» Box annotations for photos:
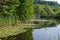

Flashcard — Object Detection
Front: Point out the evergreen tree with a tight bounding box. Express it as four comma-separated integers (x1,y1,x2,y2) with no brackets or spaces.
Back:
17,0,34,20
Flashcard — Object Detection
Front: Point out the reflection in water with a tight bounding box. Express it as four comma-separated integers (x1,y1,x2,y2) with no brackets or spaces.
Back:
32,25,60,40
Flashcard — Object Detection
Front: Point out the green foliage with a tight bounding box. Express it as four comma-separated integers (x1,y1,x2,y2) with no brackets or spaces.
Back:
17,0,34,20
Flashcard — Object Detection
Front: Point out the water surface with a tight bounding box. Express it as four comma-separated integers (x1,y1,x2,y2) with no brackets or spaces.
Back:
32,24,60,40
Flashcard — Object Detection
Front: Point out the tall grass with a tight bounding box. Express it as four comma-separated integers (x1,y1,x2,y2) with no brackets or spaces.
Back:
0,15,19,27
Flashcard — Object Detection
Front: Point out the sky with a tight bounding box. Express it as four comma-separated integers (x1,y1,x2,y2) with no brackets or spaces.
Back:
47,0,60,4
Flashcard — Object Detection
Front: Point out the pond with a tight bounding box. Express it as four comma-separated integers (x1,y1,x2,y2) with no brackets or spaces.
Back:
1,20,60,40
32,24,60,40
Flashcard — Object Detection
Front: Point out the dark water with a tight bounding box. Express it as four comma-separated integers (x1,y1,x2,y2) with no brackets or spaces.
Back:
32,24,60,40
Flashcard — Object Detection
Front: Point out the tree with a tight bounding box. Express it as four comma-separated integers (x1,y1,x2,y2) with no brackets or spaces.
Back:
0,0,19,16
17,0,34,20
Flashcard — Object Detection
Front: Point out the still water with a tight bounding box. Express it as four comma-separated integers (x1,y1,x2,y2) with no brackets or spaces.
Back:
32,24,60,40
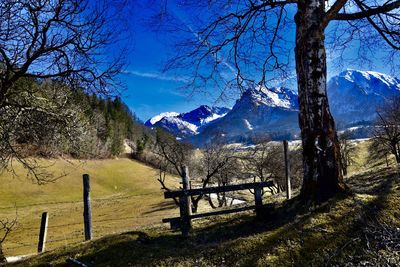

» Aim of the task:
Reproduce the records above with "Locate" substituted for each occurrence of "Point out", keeping everything else the same. Leave the pictures out of your answer.

» Result for this exercise:
Flashcard — Object Detection
Front: Locate the evergreen tree with a tight bounding box. Express it as four comma-separated integers (x1,y1,x2,y2) with no brackets or spaces.
Back:
17,0,34,20
Flashcard — Object Detection
Front: Locate the reflection in water with a tight bounding box. Express it as four comma-separated integers (x1,y1,x2,y2) with no brackets or spaces.
Back:
32,25,60,40
Flashcard — Object Detection
Front: Locate the green foliage with a tight bounding box. Express it as four comma-separated integers (x1,y1,x2,y2) with no brackets or spaces.
Back:
17,0,34,20
Flashcard — Object Detection
Front: Locate the water surface with a tight bounding box. Express it as four comma-separated integers (x1,y1,x2,y2) with no brackets or spaces.
Back:
32,24,60,40
Flashcard — Object Detection
Front: Locate the tall grass with a tight bounding box. Express it as four comma-separated integers (x1,y1,x2,y2) with no brackets or spaces.
Back:
0,15,19,27
Flashcard — Object Detection
Front: Locate the sky with a tight bounding box. Express it as four comma-separated integers (x1,y1,x2,y2) with no brackets or spaces.
Back:
47,0,60,4
Flashcard — Object Detection
Front: Locate the pond with a tight bounding box. Express it as four comma-separated integers (x1,y1,x2,y2) with no brackets or spaces.
Back:
1,20,60,40
32,24,60,40
Flashcard — Object Detection
Front: Locate the dark water with a tight bounding box. Express it as four comma-separated integers (x1,y1,x2,y2) with no brackets or spaces.
Back:
32,24,60,40
Flashcard — Object Detection
Front: Locate the tree with a tight bounding box. Express it as four comma-separated integers (x1,y1,x2,y2) with no brackets or spaces.
Back:
0,0,19,16
17,0,34,20
Flashcard — Object Detection
Front: Locate the still water with a tight bounding box. Express it as four comma-separated integers (x1,y1,x2,y2) with no brackets or spaces.
Back:
32,24,60,40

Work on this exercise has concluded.